◆ **CHALLENGE A**: According to the firecracker ban article, how much compensation is the Confederation of All India Traders demanding?

About 50 lakh kg is available at the outskirts of the NCR, and 1 lakh kg in Delhi, said sources.

The traders have already sold huge amount of stocks, which means people have already bought firecrackers.  Secondly, an illegal massive fresh stock is already inside Delhi NCR.

At the same time, the Confederation of All India Traders (CAIT) is demanding a compensation for the loss of stocks worth Rs. 500 crore. The traders are arguing that it was an error on the part of the administration and the court.

The indecisiveness and ambiguity of the court is costing the firecracker traders. One court imposed a ban on firecrackers in November 2016 following the Diwali disaster. Then, in September 2017, the court stayed the ban. The rejoiced dealers obtained licenses and stocked up their shops and godowns. Just 10 days ahead of Diwali, the Supreme Court again changes its mind and extends the ban upto November 1, 2017.

What do the traders are supposed to do with the stock they have already bought? The disgruntlement among traders is logical.

At the same time, some leaders of Bhartiya Janata Party and popular personalities like Chetan Bhagat have openly come out to oppose the orders of the Supreme Court regarding upholding the temporary ban imposed on the sale of the crackers.

A block of data
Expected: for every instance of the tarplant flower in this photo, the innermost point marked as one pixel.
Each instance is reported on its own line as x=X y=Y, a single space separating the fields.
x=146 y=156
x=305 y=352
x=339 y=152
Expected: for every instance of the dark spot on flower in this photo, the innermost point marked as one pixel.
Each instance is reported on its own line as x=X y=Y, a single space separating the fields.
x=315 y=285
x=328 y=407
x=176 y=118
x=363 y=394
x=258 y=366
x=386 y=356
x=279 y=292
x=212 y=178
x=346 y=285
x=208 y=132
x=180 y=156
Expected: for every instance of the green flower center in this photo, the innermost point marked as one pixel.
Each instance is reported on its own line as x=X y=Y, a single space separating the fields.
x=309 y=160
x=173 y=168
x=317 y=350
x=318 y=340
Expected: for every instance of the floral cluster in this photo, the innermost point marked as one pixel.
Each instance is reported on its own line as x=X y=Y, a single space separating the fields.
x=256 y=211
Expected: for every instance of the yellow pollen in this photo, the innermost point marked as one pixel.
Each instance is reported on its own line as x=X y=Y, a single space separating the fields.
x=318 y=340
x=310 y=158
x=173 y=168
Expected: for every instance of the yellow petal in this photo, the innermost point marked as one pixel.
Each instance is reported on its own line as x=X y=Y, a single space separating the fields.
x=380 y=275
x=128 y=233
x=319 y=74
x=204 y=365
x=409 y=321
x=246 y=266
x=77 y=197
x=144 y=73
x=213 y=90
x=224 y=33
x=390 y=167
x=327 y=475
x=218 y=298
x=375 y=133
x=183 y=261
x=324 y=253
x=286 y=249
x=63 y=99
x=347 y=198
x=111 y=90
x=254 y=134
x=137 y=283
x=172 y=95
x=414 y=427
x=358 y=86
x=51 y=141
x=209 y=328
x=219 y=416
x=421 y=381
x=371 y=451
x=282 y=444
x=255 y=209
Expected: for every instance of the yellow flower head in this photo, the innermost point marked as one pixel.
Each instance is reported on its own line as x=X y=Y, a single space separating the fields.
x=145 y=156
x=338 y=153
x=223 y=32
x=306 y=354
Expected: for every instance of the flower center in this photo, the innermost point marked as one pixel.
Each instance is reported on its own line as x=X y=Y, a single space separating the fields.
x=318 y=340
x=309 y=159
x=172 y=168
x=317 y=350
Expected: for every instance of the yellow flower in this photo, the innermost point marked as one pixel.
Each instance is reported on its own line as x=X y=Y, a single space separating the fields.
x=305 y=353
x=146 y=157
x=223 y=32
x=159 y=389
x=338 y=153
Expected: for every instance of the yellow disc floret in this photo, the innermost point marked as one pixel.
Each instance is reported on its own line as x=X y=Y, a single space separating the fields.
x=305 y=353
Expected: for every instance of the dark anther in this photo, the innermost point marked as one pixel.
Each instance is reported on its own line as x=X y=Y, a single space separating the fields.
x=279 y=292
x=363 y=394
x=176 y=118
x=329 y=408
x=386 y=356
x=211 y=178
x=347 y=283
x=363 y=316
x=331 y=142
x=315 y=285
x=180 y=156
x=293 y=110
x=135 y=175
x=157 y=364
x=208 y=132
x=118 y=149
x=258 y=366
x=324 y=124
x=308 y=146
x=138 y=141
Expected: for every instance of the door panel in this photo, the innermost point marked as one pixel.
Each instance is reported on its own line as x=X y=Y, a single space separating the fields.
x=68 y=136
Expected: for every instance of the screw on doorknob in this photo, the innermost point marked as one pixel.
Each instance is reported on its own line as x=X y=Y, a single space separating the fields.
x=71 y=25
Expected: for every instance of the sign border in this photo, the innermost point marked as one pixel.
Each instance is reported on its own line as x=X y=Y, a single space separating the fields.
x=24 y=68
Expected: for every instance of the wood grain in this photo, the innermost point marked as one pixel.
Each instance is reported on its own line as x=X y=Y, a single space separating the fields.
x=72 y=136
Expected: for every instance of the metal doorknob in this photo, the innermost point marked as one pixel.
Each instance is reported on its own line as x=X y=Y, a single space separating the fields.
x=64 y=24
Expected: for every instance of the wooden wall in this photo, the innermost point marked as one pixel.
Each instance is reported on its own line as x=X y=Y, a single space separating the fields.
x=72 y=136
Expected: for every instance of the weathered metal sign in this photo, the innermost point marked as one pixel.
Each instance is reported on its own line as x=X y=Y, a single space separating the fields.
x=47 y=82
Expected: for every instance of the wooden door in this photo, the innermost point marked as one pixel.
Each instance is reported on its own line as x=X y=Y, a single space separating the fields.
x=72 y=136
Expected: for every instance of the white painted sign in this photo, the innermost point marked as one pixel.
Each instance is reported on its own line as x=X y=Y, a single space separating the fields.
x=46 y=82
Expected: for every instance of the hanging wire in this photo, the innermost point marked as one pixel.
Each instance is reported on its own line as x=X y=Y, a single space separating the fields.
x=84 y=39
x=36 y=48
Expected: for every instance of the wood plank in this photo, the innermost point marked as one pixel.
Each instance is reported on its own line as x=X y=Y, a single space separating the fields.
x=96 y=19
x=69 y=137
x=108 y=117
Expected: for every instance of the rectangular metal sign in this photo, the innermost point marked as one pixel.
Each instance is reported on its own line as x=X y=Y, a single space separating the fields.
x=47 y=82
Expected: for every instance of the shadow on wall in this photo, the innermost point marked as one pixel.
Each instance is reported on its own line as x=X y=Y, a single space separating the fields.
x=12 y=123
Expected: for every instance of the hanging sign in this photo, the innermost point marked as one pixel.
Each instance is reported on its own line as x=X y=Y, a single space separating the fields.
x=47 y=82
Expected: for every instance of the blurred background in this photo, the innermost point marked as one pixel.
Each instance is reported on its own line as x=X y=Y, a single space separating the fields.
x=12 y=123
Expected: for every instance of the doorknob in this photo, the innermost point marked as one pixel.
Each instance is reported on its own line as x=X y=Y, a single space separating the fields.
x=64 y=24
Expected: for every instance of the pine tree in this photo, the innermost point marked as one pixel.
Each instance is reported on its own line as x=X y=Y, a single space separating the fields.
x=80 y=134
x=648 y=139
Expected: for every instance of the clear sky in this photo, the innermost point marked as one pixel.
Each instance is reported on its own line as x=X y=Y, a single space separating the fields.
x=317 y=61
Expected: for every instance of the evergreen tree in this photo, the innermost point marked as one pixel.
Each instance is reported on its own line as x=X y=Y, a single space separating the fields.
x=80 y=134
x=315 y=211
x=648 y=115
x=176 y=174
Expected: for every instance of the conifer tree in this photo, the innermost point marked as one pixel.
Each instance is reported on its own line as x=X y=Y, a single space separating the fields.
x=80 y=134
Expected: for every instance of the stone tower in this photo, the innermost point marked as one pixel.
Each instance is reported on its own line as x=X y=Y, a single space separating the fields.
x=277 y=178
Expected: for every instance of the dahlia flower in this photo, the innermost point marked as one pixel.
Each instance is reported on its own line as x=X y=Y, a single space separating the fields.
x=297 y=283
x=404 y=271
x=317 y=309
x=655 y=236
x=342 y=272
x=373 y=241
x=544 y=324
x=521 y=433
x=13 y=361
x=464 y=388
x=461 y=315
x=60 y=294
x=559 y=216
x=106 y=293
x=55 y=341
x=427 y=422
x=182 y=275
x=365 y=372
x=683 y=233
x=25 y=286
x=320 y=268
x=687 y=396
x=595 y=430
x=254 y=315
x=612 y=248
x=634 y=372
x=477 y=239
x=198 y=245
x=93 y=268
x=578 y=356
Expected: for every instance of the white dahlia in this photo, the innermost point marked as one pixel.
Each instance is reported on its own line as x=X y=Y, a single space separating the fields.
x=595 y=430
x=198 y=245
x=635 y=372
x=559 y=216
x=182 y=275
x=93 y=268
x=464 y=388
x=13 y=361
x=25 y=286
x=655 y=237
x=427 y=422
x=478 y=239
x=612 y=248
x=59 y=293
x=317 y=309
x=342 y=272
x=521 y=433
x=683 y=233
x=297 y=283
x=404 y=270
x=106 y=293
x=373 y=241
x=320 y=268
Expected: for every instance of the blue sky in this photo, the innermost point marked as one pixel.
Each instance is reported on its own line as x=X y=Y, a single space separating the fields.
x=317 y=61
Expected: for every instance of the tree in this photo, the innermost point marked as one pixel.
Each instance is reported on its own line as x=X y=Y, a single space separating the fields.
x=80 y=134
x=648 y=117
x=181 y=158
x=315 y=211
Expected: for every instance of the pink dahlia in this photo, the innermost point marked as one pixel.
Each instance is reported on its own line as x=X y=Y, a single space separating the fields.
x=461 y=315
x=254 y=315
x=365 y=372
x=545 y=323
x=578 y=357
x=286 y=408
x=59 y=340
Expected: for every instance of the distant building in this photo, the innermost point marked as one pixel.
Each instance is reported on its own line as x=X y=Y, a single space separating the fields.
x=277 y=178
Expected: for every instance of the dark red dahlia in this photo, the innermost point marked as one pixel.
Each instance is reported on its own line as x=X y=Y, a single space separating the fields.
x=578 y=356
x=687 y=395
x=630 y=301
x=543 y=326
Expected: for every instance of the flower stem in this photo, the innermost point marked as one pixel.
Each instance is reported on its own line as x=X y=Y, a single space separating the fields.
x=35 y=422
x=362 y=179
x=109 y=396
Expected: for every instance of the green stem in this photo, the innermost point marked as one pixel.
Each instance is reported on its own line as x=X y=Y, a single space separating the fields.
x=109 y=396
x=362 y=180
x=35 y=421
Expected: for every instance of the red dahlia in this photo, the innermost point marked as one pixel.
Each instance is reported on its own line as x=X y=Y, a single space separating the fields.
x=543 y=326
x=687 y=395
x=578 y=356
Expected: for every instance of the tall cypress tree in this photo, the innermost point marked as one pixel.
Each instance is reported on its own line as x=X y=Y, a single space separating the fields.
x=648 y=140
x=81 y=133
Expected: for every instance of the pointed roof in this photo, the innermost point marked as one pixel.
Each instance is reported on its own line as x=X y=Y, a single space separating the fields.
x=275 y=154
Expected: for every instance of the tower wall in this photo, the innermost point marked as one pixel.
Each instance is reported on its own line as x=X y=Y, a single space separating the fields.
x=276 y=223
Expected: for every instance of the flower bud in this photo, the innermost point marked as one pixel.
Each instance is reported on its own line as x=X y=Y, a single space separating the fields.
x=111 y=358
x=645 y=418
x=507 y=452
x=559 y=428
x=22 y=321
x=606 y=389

◆ **CHALLENGE B**: In the listing, take the part that opens with the line containing "Expected: for every instance of the floral" and closes with the line containing "x=306 y=354", and write it out with "yellow" replaced by "golden", leaving everything else unchanged. Return only those lines.

◆ **RESPONSE A**: Compensation for the loss of stocks worth Rs. 500 crore.

◆ **RESPONSE B**:
Expected: for every instance of the floral cluster in this photo, the innermost point marked as one pixel.
Each instance is reported on its own line as x=X y=Y, a single space separating the fields.
x=256 y=211
Expected: for every instance of the golden pollen in this photo, the innermost point marked as one pixel.
Each instance is reported on its own line as x=X y=Y, a single space separating the fields.
x=318 y=340
x=310 y=158
x=173 y=168
Expected: for every instance of the golden petal in this photo, the innermost point marked as one pixel.
Each instance is reported on its own line as x=X y=Y, a single space separating the fields.
x=380 y=275
x=128 y=233
x=319 y=74
x=204 y=365
x=409 y=321
x=246 y=266
x=77 y=197
x=144 y=73
x=213 y=90
x=224 y=33
x=390 y=167
x=327 y=475
x=218 y=298
x=375 y=133
x=183 y=261
x=324 y=253
x=286 y=249
x=63 y=99
x=347 y=198
x=111 y=90
x=254 y=134
x=137 y=283
x=172 y=95
x=414 y=427
x=358 y=86
x=51 y=141
x=209 y=328
x=219 y=416
x=421 y=381
x=371 y=451
x=282 y=444
x=255 y=209
Expected: for every instance of the golden flower head in this photo, the innermost point marked as one pixel.
Each instance is reported on its own line as x=X y=Y, a single space separating the fields.
x=145 y=156
x=338 y=153
x=223 y=32
x=306 y=354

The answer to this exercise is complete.